>>>>
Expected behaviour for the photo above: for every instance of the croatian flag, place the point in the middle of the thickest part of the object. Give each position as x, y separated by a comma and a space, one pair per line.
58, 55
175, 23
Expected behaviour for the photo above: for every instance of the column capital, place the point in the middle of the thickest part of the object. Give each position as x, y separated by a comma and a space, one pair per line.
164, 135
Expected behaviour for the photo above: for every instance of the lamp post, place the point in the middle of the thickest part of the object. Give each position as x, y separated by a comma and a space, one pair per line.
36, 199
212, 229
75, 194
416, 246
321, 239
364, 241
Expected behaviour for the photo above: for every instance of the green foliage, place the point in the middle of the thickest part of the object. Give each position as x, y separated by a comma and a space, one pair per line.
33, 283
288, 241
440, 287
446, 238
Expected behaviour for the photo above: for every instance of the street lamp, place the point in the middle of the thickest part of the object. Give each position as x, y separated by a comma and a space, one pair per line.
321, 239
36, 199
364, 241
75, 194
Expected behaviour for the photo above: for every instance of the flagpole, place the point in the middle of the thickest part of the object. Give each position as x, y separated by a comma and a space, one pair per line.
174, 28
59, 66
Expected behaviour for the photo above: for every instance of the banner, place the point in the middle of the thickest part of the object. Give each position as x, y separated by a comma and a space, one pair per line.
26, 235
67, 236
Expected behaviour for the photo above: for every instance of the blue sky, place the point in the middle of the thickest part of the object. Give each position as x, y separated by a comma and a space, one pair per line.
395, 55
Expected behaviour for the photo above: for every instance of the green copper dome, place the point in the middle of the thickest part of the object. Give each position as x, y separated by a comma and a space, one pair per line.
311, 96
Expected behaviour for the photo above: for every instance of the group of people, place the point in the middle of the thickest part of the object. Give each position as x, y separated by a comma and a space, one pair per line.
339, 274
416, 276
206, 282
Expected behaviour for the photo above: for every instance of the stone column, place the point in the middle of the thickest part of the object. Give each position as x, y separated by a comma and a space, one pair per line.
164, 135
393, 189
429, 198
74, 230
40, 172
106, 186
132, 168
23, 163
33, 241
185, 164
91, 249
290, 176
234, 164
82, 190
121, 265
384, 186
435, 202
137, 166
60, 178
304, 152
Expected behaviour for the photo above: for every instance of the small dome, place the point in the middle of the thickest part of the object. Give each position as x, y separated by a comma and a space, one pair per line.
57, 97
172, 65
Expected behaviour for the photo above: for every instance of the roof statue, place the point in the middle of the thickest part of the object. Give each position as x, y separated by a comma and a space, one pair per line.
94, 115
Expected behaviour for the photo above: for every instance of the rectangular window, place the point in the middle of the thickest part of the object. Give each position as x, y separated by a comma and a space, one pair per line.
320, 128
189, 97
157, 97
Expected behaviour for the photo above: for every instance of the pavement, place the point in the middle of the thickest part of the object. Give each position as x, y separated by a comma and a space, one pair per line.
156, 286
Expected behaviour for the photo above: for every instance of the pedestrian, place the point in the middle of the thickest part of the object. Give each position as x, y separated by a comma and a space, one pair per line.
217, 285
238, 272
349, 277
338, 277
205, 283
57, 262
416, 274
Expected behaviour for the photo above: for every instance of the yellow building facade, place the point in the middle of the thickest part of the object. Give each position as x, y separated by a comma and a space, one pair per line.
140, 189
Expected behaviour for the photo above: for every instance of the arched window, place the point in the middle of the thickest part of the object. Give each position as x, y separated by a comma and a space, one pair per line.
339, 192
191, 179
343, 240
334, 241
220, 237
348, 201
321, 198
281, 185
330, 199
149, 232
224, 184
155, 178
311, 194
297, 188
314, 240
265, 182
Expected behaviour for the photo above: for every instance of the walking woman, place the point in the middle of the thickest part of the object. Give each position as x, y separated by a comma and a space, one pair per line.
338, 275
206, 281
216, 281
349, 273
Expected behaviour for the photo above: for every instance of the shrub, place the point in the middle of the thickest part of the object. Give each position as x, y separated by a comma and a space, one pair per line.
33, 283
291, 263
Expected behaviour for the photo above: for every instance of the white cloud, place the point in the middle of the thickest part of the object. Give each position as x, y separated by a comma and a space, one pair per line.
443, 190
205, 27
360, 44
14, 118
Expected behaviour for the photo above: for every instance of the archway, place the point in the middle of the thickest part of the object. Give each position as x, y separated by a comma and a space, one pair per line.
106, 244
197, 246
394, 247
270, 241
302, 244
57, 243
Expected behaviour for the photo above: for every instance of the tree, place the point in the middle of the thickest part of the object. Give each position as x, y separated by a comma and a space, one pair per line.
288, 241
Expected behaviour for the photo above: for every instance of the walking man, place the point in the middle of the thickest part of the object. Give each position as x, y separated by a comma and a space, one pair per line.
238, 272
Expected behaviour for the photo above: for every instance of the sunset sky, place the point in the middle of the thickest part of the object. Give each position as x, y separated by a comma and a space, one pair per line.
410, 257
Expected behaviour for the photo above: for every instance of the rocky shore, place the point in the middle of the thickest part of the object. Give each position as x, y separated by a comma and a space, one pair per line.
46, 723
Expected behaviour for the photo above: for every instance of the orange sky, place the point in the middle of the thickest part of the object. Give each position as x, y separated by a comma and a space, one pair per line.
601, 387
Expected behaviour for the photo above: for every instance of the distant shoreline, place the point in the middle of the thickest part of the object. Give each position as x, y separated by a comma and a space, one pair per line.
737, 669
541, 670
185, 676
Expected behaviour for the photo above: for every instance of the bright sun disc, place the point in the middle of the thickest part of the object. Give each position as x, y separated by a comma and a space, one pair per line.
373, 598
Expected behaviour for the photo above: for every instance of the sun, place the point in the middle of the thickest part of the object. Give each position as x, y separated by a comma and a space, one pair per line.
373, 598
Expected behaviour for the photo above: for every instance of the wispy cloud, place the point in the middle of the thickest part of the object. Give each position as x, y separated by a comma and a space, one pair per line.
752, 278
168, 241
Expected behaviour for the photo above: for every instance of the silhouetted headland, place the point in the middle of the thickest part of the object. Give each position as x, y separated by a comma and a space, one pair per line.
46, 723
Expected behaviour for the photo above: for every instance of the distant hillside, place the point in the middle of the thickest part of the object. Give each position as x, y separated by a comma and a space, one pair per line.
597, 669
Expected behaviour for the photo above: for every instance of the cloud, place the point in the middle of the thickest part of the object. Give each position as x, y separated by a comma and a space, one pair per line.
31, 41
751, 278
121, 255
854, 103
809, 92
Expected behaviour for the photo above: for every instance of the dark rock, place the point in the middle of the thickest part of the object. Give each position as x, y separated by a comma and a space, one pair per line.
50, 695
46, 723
<<<<
--- Work instructions ---
So that nothing is lost, retype every entry in the listing above exactly.

--- Solution for this problem ---
Expected behaviour for the photo above: for every instance of the croatian flag, place the point in the middle of the thickest part of the object. Give each position as x, y separated by a comma and a space, one pair per line.
58, 55
175, 23
Expected behaviour for the photo above: for every instance of the column capital, place the point in the middle of the thickest part of the object. Give each position as x, y separated by a comma and a space, one pair per line.
164, 135
Expected behaviour for the photo above: for every instance of the lamp post, place the point in the middle of the thickest part of the object. Give each position as x, y separated by a comma and a space, one pair per line.
36, 199
212, 229
75, 194
416, 246
321, 239
364, 241
Expected behaviour for the photo above: for every instance of the green foliage, place the point in the middle of the thickest part of the object. Give each position as x, y separated by a comma and a space, one pair per line.
33, 283
288, 241
440, 287
446, 238
Expected behaviour for the photo above: for every instance of the street lamp, place the point in the middle of the thickest part of the object. Give each position as x, y separated by a comma and a space, one pair per line.
321, 239
36, 199
364, 241
75, 194
Expected behaviour for the photo above: for every instance of the flagpole, place the point in the middle of the thickest part of the object. Give each position as x, y separated by a comma and a space, one pair per line.
174, 28
59, 66
Expected behaviour for the photo above: for every instance of the banner, place the point in the middle of the thickest part of the object. Give each position as x, y separated by a comma and a space, one pair per line.
26, 235
67, 236
Expected behaviour for the photo above: for every instance of the blue sky, place the point in the middle of the thickest part of the object. Give each position as x, y separated by a comma and a space, one pair per line.
395, 55
Expected behaviour for the photo above: for every instance of the green copper dome, place the point in the middle of the thickest part of the object. Give each position as x, y separated by a comma and a space, one pair per line.
311, 96
Expected behaviour for the photo above: for every instance of the group of people, place the point in the middle of the thickest part of the object. Give each position as x, y separated by a comma and a space, one pair per line.
339, 274
416, 276
206, 282
Expected behaviour for the photo above: for every instance of the stone column, place the point in the middle of the thickest part of the object. Give each position as x, y separated by a comma and a space, one pair per line.
164, 135
393, 189
429, 198
74, 230
40, 172
106, 186
132, 168
23, 163
33, 241
185, 164
91, 249
290, 176
234, 164
82, 190
121, 265
384, 186
435, 202
137, 166
60, 178
304, 152
Expected behaviour for the photo above: for every instance of the small dome, place the point in the middle of the thickest part of the object. Give each position as x, y separated by a comma and a space, one pair per line.
57, 97
172, 65
Expected behaviour for the photo above: for every instance of the roof statue, place the point in the middle of the thickest part of the object. Give each position as x, y separated by a comma and a space, one pair per line.
94, 115
Expected behaviour for the photo above: for every instance of the rectangular window, place the point in the middle of the thickest part of the object. Give each position as x, y separated by a comma and a space, one pair per line.
320, 128
189, 97
157, 97
Expected behaviour for the photo above: for every instance of the pavement, place the point in the middle of the thickest part of the object. Give each position as x, y separated by a comma and a space, one pair per line.
156, 286
Expected behaviour for the photo above: for every instance of the pedestrian, place the point in the middle of the thickest part of the object. Give each position as x, y separated by a comma and a space, one pair per line.
217, 285
238, 272
349, 277
338, 277
205, 283
57, 262
416, 274
Expected behaviour for the photo above: for every instance of the yellow building facade, place the point in the middle of the thickest part of the object. Give each position as x, y separated by a comma and a space, one pair per line.
140, 189
Expected behaviour for the photo above: for every instance of the arched window, place the point in the middle of the thickest part of the object. Give each position as x, y separated by a comma and a space, one pair per line.
339, 192
191, 179
343, 240
334, 241
220, 237
348, 201
321, 198
281, 185
330, 199
149, 232
224, 184
155, 178
311, 194
297, 188
314, 240
265, 182
Expected behaviour for the photo above: for every instance of the walking woman, place the point in the middle of the thickest part of the object. Give each position as x, y separated by a comma and a space, one pair per line.
338, 275
206, 281
216, 281
349, 273
Expected behaviour for the photo above: for every instance of the shrub, place the point in the middle of the thickest part of the object. Give each position as x, y separated by a comma and a space, one pair per line.
33, 283
291, 263
Expected behaviour for the photo above: for every instance of the white cloud, place the point in the middle of the thickest part of the object. Give each position as x, y separated by a comma and a space, one pair per line.
443, 190
205, 27
360, 44
14, 118
Expected behaviour for the photo above: for every instance of the archway, place the point in the middle of the thickest part of the object. Give each position as x, y separated by a comma and a space, one pair per line.
106, 244
197, 246
394, 247
270, 241
302, 244
57, 243
Expected behaviour for the photo above: for every instance of the tree, place the point in the middle of the thickest part of the object. Give each position as x, y separated by a comma and a space, one pair per line.
288, 241
Expected behaviour for the photo above: for every instance of the walking man, place the point in the middle of the thickest part of the object. Give each position as x, y separated by a comma and a space, one pair per line.
238, 272
Expected behaviour for the photo above: for every instance of the sunset sky, place the point in the middle of the thickest part of the object. Give each position as x, y separated by a comma and a space, one pair per line.
410, 257
Expected behaviour for the photo above: for every instance of the rocky shore, place the point in the middle of the thickest part of the object. Give each position as x, y separated by a comma and a space, one pair per line.
46, 723
Expected behaviour for the photo above: for every instance of the orange sky, place the point in the middle of the thickest part of the object. Give each position as x, y separated by a comma and a space, one pair per line.
601, 387
Expected behaviour for the photo above: for every instance of the distant shoreline, place the point in the middle of the thickest part of the object. Give each position as x, y separated by a comma and a space, one pair per line.
737, 669
541, 670
185, 676
Expected behaviour for the photo above: for every instance of the bright sun disc, place the point in the middle of the thickest part of the object. Give each position as x, y separated by a comma and a space, one pair per line.
373, 598
Expected behaviour for the photo above: for every instance of the sun, place the point in the middle of the thickest part of the object. Give each position as x, y separated by a comma and a space, one pair per line.
373, 598
Expected behaviour for the photo above: for every instance of the wispy cloud, place the point in the middle of the thickest part of the object. Give each position as x, y separated by a comma and a space, one pair per line.
752, 278
168, 241
Expected behaviour for the photo above: for every instance of the silhouetted headland, place the point in the middle of the thickest part of the object. Give each position as x, y separated by a comma and a space, one pair per line.
46, 723
Expected behaviour for the photo above: for every instance of the distant hillside, place the point in the middle of the thickest part of the object. Give each position as x, y separated by a comma and a space, one pair per line.
597, 669
Expected behaviour for the photo above: for every instance of the cloud, place the point in the middle of the thickest part of the object. Give each position as x, y separated by a comma and a space, one pair per line.
31, 41
751, 278
121, 255
854, 103
809, 92
Expected behaviour for the photo above: for every instance of the dark rock, place the point in the middle of the thickest part of the object. Give each position as x, y separated by a comma and a space, one pair per line.
50, 695
46, 723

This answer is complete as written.